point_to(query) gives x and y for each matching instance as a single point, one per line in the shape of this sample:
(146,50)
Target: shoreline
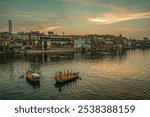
(43,51)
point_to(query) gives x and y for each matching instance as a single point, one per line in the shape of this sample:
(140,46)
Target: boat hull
(66,78)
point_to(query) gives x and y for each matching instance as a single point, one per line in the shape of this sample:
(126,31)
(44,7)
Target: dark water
(114,76)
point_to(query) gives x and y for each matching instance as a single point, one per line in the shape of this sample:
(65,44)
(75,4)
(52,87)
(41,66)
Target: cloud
(109,18)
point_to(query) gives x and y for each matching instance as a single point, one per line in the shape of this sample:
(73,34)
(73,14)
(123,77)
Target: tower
(10,26)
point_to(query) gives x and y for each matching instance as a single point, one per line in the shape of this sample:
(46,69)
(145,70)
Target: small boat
(66,76)
(33,76)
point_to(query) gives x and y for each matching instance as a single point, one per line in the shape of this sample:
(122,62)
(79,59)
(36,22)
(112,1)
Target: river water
(123,75)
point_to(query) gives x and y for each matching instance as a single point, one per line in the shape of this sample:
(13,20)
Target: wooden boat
(33,76)
(66,76)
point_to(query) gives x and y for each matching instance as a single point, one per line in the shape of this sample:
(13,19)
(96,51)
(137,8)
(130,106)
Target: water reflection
(102,75)
(66,56)
(66,85)
(34,84)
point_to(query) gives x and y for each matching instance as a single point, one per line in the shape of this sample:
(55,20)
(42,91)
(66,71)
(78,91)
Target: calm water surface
(115,76)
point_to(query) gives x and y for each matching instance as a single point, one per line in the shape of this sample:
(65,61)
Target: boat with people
(33,76)
(63,77)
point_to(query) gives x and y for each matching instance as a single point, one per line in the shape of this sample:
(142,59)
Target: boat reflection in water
(67,84)
(34,84)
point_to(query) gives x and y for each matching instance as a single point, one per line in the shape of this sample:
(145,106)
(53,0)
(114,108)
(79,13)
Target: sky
(131,18)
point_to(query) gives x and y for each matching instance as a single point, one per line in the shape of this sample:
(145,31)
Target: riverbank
(43,51)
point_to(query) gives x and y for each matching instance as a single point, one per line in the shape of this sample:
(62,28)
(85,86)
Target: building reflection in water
(66,85)
(34,84)
(43,58)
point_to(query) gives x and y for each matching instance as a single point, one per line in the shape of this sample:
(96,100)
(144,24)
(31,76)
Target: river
(123,75)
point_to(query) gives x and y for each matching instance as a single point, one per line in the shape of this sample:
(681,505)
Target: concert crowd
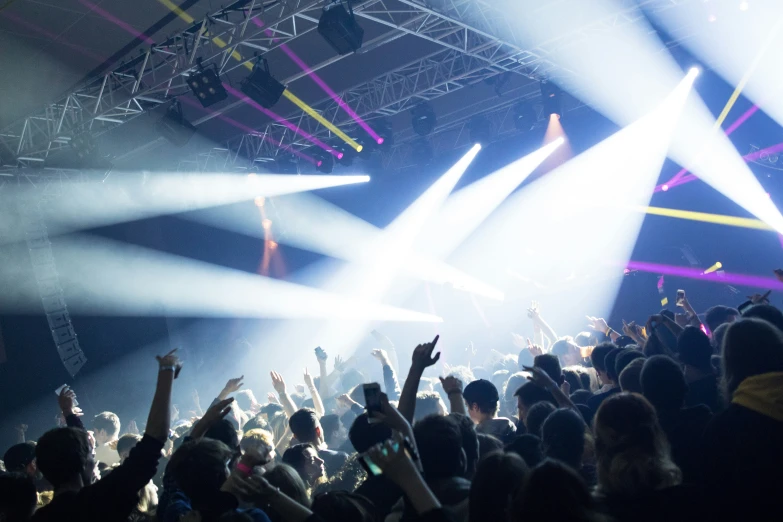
(679,419)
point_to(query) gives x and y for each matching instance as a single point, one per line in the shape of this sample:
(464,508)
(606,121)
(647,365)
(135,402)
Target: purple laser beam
(767,283)
(116,21)
(753,156)
(282,121)
(734,126)
(250,130)
(322,84)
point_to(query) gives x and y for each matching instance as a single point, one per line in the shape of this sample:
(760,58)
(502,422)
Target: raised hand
(534,349)
(451,384)
(309,380)
(381,355)
(278,383)
(215,412)
(170,361)
(598,324)
(422,355)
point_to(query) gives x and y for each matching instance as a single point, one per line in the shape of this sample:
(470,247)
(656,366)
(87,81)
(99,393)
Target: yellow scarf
(762,394)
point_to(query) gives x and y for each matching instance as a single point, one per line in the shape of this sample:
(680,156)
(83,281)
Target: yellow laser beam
(320,119)
(718,219)
(288,94)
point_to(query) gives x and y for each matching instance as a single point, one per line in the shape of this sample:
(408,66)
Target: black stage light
(423,119)
(480,130)
(207,87)
(524,116)
(553,99)
(174,127)
(261,87)
(339,28)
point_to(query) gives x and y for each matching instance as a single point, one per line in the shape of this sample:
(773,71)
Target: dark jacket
(684,429)
(744,451)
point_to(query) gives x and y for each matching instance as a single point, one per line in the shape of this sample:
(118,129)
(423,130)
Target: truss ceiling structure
(473,40)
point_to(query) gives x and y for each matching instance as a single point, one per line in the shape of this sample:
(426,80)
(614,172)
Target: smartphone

━━━━

Repeat each line of the material exactly, please, and skip every picture.

point_to(query) gives x and y for each matching instance as a single point, one per line in the shape of this sample:
(146,50)
Target: shoreline
(43,51)
point_to(query) gives x and y for each matching instance as a single point, one per line in the shape of this sample:
(140,46)
Target: boat hull
(66,78)
point_to(query) gives x and y for each matching instance as a single point, one per line in the shape of this sample:
(126,31)
(44,7)
Target: dark water
(114,76)
point_to(query) gives x and y for each matching instance as a single point, one per line in the shape of this sample:
(65,44)
(75,4)
(52,87)
(41,66)
Target: cloud
(109,18)
point_to(query) gives x and y for each matching instance as a single point, one per line in the shape of this sample:
(73,34)
(73,14)
(123,77)
Target: tower
(10,26)
point_to(query) gives x and y for each matching instance as a single point, one per line in the shape of this sample:
(46,69)
(145,70)
Target: small boat
(66,76)
(33,76)
point_to(query) gives x and y for each matching instance as a single point, one per line in the shape of this sample:
(122,62)
(79,59)
(36,22)
(112,1)
Target: river water
(123,75)
point_to(query) gives x and y for each matching instance as a single point, one per line in the shape of this sample:
(13,20)
Target: wooden boat
(33,76)
(66,76)
point_to(query) gives x and y for each matching instance as a single point, one per line in the shape of this sample:
(13,19)
(96,51)
(137,8)
(130,106)
Target: water reflection
(102,75)
(66,56)
(66,85)
(34,84)
point_to(query) gives x and y for each matching instance as a single point, one per line in the shape of this sample:
(55,20)
(42,91)
(66,71)
(78,91)
Target: calm water surface
(115,76)
point_to(query) gives x and y for each matching instance as a single point, one per line in the shape of this sample:
(65,61)
Target: boat with people
(33,76)
(63,77)
point_to(query) gives x and y for each matching instance as a single point, one per line in the shape of this sample:
(142,59)
Target: boat reflection in water
(67,84)
(34,84)
point_to(query) gives x and y for each matching instance as a single point, one per line in the shape of this sample:
(145,106)
(53,0)
(114,108)
(79,13)
Target: sky
(131,18)
point_to(query) gives x and y for each matching instance as a single point, one per line in the shape of this sample:
(145,31)
Target: riverbank
(43,51)
point_to(query) gives x and y for each matching instance as a single point, one per line in the shape of this sample:
(62,28)
(85,86)
Target: building reflection in water
(66,85)
(34,84)
(43,58)
point_to(query) gives x and y for each matching instance as a single point, one per line in the shape of this sample:
(96,100)
(144,24)
(31,76)
Target: river
(123,75)
point_to(query) gives x and y for each matching instance as a single point, one per line in the shape of this sample:
(681,505)
Target: concert crowd
(679,419)
point_to(query) gives x and y for each matching instance as a single point, one per line in the shape of this sample:
(464,508)
(606,121)
(647,365)
(135,402)
Target: purple laser beam
(767,283)
(116,21)
(753,156)
(282,121)
(734,126)
(250,130)
(322,84)
point_to(query) gives x and y for each matching instance as a single point, one per line in the shape of this sample:
(760,58)
(502,422)
Target: raised hand
(534,349)
(451,384)
(309,380)
(381,355)
(278,383)
(215,412)
(170,361)
(598,324)
(422,355)
point_to(query) gives x and y for each matching instance as a single point, one per line in the shape of this sample:
(470,247)
(656,366)
(87,81)
(99,393)
Target: yellow scarf
(762,394)
point_to(query) gives x and y for each matching instance as a single point, one per line in the shape of this sample:
(680,156)
(83,281)
Target: yellow laser beam
(320,119)
(718,219)
(288,94)
point_to(query) gives x and y for each matching instance as a single point, one per line in the shape of this sample:
(408,66)
Target: black stage light
(423,119)
(480,130)
(207,87)
(524,116)
(553,99)
(174,127)
(261,87)
(339,28)
point_to(query) gives x and y for each matching instance as a single point, one per line in the shape of this sample:
(773,71)
Target: dark jacket
(684,429)
(744,451)
point_to(query) gives x and y for each matching instance as a single point, one per line in the shape of this sample:
(118,129)
(423,130)
Target: truss ceiling structure
(473,40)
point_to(query) gives x and y for each matching instance as a single point, one per line in the shape of this sample:
(426,80)
(614,172)
Target: smartphone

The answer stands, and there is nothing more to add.